[MPICH] build mpich2 with Myrinet GM

Wei-keng Liao wkliao at ece.northwestern.edu
Thu Feb 28 11:38:09 CST 2008


I got an error when I applied the patch:
mercury::mpich2-1.0.6p1(11:34am) #448% patch -p0 < gm.patch
patching file src/mpid/ch3/include/mpidpre.h
patching file 
src/mpid/ch3/channels/nemesis/nemesis/net_mod/gm_module/gm_module_impl.h
Hunk #1 succeeded at 51 (offset -1 lines).
patching file 
src/mpid/ch3/channels/nemesis/nemesis/net_mod/gm_module/gm_module_poll.c
patching file 
src/mpid/ch3/channels/nemesis/nemesis/net_mod/gm_module/gm_module_send.c
Hunk #2 FAILED at 233.
Hunk #3 succeeded at 265 (offset -80 lines).
Hunk #4 succeeded at 343 (offset -81 lines).
1 out of 4 hunks FAILED -- saving rejects to file 
src/mpid/ch3/channels/nemesis/nemesis/net_mod/gm_module/gm_module_send.c.rej

mercury::mpich2-1.0.6p1(11:36am) #450% cat 
src/mpid/ch3/channels/nemesis/nemesis/net_mod/gm_module/gm_module_send.c.rej
***************
*** 237,243 ****
  {
      int mpi_errno = MPI_SUCCESS;
      char *dataptr;
-     int datalen;
      int complete;  
  
      while (active_send || !SEND_Q_EMPTY())
--- 233,239 ----
  {
      int mpi_errno = MPI_SUCCESS;
      char *dataptr;
+     MPIDI_msg_sz_t datalen;
      int complete;  
  
      while (active_send || !SEND_Q_EMPTY())

Wei-keng


On Thu, 28 Feb 2008, Darius Buntinas wrote:

> 
> Thanks for reporting this.  Here's a patch that should fix it.  Let me know if
> you have any more trouble.
> 
> Thanks,
> -d
> 
> On 02/27/2008 10:18 PM, Wei-keng Liao wrote:
> > OK. the patch fixed the problem and I was able to build the mpich. But when
> > I ran the test alltoallv in test/mpi/coll using 4 processes, it failed with
> > error message:
> >   rank 2 in job 1 tg-c527_40397 caused collective abort of all ranks
> >   exit status of rank 2: killed by signal 9 
> > 
> > The gdb on the coredump shows
> > (gdb) where
> > #0  0x20000000001c9120 in ?? ()

▸ Data extract:
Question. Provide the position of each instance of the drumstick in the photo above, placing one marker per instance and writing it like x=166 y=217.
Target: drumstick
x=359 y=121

▸ Brief 1: Give back the part of the MPICH patch thread from "[MPICH] build mpich2" to "(offset -1 lines).", copied word for word.
▸ Brief 2:
Answer from the MPICH patch thread:
(a) Which hunk failed when the patch was applied to gm_module_send.c, and at what line?
(b) How many processes were used to run the alltoallv test?
(c) What was the exit status of rank 2?
▸ Brief 3: In the MPICH patch thread, list every file named in a "patching file" line of the patch output, with its full path.
Work only from the MPICH patch thread; the material plays no part.

▸ Exercise answer 1:
[MPICH] build mpich2 with Myrinet GM

Wei-keng Liao wkliao at ece.northwestern.edu
Thu Feb 28 11:38:09 CST 2008


I got an error when I applied the patch:
mercury::mpich2-1.0.6p1(11:34am) #448% patch -p0 < gm.patch
patching file src/mpid/ch3/include/mpidpre.h
patching file 
src/mpid/ch3/channels/nemesis/nemesis/net_mod/gm_module/gm_module_impl.h
Hunk #1 succeeded at 51 (offset -1 lines).

▸ Exercise answer 2:
(a) Hunk #2, at line 233.
(b) 4 processes.
(c) It was killed by signal 9.

▸ Exercise answer 3:
src/mpid/ch3/include/mpidpre.h
src/mpid/ch3/channels/nemesis/nemesis/net_mod/gm_module/gm_module_impl.h
src/mpid/ch3/channels/nemesis/nemesis/net_mod/gm_module/gm_module_poll.c
src/mpid/ch3/channels/nemesis/nemesis/net_mod/gm_module/gm_module_send.c